** Task to complete **
Restate the records below word for word, leaving nothing out.

** Available records **
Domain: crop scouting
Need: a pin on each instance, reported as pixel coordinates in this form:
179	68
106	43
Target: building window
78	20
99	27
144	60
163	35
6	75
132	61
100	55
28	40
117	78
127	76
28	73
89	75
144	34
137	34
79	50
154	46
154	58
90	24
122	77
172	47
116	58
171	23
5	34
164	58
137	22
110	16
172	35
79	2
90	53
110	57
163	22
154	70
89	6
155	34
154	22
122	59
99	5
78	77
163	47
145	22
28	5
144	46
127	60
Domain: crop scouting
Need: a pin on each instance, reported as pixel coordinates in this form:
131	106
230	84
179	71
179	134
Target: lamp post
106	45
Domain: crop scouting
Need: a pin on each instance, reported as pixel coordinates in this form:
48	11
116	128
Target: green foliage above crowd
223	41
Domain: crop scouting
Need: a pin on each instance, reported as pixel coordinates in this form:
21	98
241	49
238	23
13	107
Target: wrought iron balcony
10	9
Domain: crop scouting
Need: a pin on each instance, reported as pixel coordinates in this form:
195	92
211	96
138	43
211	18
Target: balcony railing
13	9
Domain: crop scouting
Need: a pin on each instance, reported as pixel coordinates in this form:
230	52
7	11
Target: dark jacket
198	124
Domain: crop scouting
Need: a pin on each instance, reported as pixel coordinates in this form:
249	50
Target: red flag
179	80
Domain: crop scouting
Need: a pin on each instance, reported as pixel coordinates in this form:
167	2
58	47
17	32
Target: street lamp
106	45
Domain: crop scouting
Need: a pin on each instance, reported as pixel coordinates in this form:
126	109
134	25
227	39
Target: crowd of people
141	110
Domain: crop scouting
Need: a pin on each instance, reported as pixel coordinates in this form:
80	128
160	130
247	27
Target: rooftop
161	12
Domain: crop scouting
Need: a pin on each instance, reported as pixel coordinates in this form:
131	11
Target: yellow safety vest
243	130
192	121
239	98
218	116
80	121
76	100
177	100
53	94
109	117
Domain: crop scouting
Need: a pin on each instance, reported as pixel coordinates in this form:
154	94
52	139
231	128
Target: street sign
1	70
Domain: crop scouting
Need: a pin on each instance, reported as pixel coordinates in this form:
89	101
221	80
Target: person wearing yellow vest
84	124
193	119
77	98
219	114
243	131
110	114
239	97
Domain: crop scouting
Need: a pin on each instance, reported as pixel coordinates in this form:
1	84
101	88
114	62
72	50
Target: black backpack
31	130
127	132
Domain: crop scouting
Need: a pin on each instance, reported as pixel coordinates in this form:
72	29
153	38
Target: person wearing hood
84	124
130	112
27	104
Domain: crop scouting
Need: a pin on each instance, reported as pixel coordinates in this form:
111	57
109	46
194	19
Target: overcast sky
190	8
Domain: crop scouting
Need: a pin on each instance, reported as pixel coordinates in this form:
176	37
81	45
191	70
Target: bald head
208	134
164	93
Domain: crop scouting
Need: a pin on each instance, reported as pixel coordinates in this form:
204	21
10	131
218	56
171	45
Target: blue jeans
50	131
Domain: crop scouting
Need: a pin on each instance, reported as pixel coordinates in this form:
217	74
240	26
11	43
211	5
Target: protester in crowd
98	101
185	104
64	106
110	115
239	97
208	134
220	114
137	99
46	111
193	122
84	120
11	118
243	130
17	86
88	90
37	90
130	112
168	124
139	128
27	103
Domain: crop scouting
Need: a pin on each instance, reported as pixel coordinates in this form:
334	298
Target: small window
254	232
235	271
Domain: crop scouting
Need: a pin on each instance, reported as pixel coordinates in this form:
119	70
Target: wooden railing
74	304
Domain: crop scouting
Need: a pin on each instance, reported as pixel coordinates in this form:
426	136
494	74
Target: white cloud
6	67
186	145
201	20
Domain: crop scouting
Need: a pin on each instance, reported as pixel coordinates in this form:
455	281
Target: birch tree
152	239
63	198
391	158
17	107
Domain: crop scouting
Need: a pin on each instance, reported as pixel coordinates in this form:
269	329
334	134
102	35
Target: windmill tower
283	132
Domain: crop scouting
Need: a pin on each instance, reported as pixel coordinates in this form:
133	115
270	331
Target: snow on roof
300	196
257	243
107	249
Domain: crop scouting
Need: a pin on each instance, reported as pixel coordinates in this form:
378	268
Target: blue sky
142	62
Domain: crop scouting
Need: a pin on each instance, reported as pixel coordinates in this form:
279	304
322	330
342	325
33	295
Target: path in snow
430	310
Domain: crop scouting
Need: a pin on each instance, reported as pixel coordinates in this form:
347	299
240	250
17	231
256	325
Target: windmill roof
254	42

** Task answer **
Domain: crop scouting
Need: a pin on each instance, reported as pixel coordinates in this form:
179	68
106	43
Target: building window
78	20
99	27
144	60
163	35
6	75
132	61
100	55
28	40
117	78
127	76
28	73
89	75
144	34
137	34
79	50
154	46
154	58
90	24
122	77
172	47
116	58
171	23
5	34
164	58
137	22
110	16
172	35
79	2
90	53
110	57
163	22
154	70
89	6
155	34
154	22
122	59
99	5
78	77
163	47
145	22
28	5
144	46
127	60
Domain: crop scouting
Need: a pin on each instance, reported as pixel coordinates in this form:
131	106
230	84
179	71
179	134
Target: lamp post
106	45
Domain: crop scouting
Need: a pin on each instance, reported as pixel coordinates in this form:
48	11
116	128
Target: green foliage above crowd
223	41
Domain: crop scouting
Need: a pin on each instance, reported as pixel coordinates in this form:
21	98
241	49
238	23
13	107
Target: wrought iron balcony
10	9
Domain: crop scouting
Need: a pin on each instance, reported as pixel coordinates in this form:
195	92
211	96
138	43
211	18
Target: balcony railing
13	9
Domain: crop scouting
Need: a pin on each instance, reported as pixel coordinates in this form:
230	52
7	11
Target: dark jacket
198	124
Domain: crop scouting
Need: a pin on each instance, reported as pixel coordinates in this form:
249	50
Target: red flag
179	80
Domain: crop scouting
Need: a pin on each instance, reported as pixel coordinates in this form:
167	2
58	47
17	32
Target: street lamp
106	45
Domain: crop scouting
Need: a pin on each instance, reported as pixel coordinates in this form:
126	109
134	25
227	39
Target: crowd of people
141	110
Domain: crop scouting
Need: a pin on each instance, reported as pixel coordinates in this form:
80	128
160	130
247	27
Target: rooftop
161	12
Domain: crop scouting
Need: a pin on each instance, reported as pixel coordinates in this form:
131	11
Target: yellow safety vest
243	130
192	121
239	98
218	116
80	121
76	100
177	100
53	94
109	117
Domain: crop scouting
Need: a pin on each instance, reported as pixel coordinates in this form:
154	94
52	139
231	128
Target: street sign
1	70
Domain: crop scouting
Need: a pin on each instance, reported as pixel coordinates in this form:
89	101
221	80
Target: person wearing yellow vest
84	124
193	119
77	98
219	114
243	131
110	114
239	97
Domain: crop scouting
Need: a pin on each instance, reported as pixel coordinates in this form:
1	84
101	88
114	62
72	50
Target: black backpack
31	130
127	132
Domain: crop scouting
Need: a pin on each instance, reported as pixel coordinates in this form:
72	29
153	38
Target: person wearing hood
84	124
130	112
27	104
Domain: crop scouting
Need: a pin on each instance, reported as pixel coordinates in this form:
111	57
109	46
194	19
Target: overcast sky
190	8
Domain: crop scouting
Need: a pin on each instance, reported as pixel coordinates in this form:
176	37
81	45
191	70
Target: bald head
208	134
164	93
Domain: crop scouting
Need: a pin on each instance, reported as pixel coordinates in this form:
204	21
10	131
218	56
171	45
Target: blue jeans
50	131
Domain: crop scouting
Need: a pin on each instance, reported as pixel coordinates in this form:
217	74
240	26
11	43
211	5
Target: protester in crowd
98	101
185	104
64	106
110	115
239	97
208	134
220	114
137	99
46	111
193	122
84	120
11	118
243	130
17	86
88	90
37	90
130	112
168	124
139	128
27	103
Domain: crop scouting
Need: a pin on each instance, reported as pixel coordinates in this form:
334	298
Target: small window
254	232
235	271
Domain: crop scouting
Need: a pin on each instance, reported as pixel coordinates in this form:
119	70
Target: wooden railing
74	304
Domain: crop scouting
Need: a pin on each instance, reported as pixel coordinates in this form:
426	136
494	74
Target: white cloud
6	67
186	145
201	20
Domain: crop scouting
Need: a pin on each instance, reported as pixel coordinates in this form:
455	281
Target: birch tree
152	239
63	198
391	158
17	107
Domain: crop scouting
Need: a pin on each instance, reported as pixel coordinates in this form:
269	329
334	134
102	35
Target: windmill tower
283	132
Domain: crop scouting
Need: a pin on each instance, reported as pixel coordinates in this form:
133	115
270	331
Target: snow on roof
300	196
257	243
107	249
Domain: crop scouting
Need: a pin on each instance, reported as pixel coordinates in this form:
378	268
Target: blue sky
142	62
Domain: crop scouting
Need: a pin on each instance, reported as pixel coordinates in this form:
279	304
322	330
342	325
33	295
Target: path in snow
430	310
Domain: crop scouting
Need: a pin on each instance, reported as pixel coordinates in this form:
347	299
240	250
17	231
256	325
Target: windmill roof
254	42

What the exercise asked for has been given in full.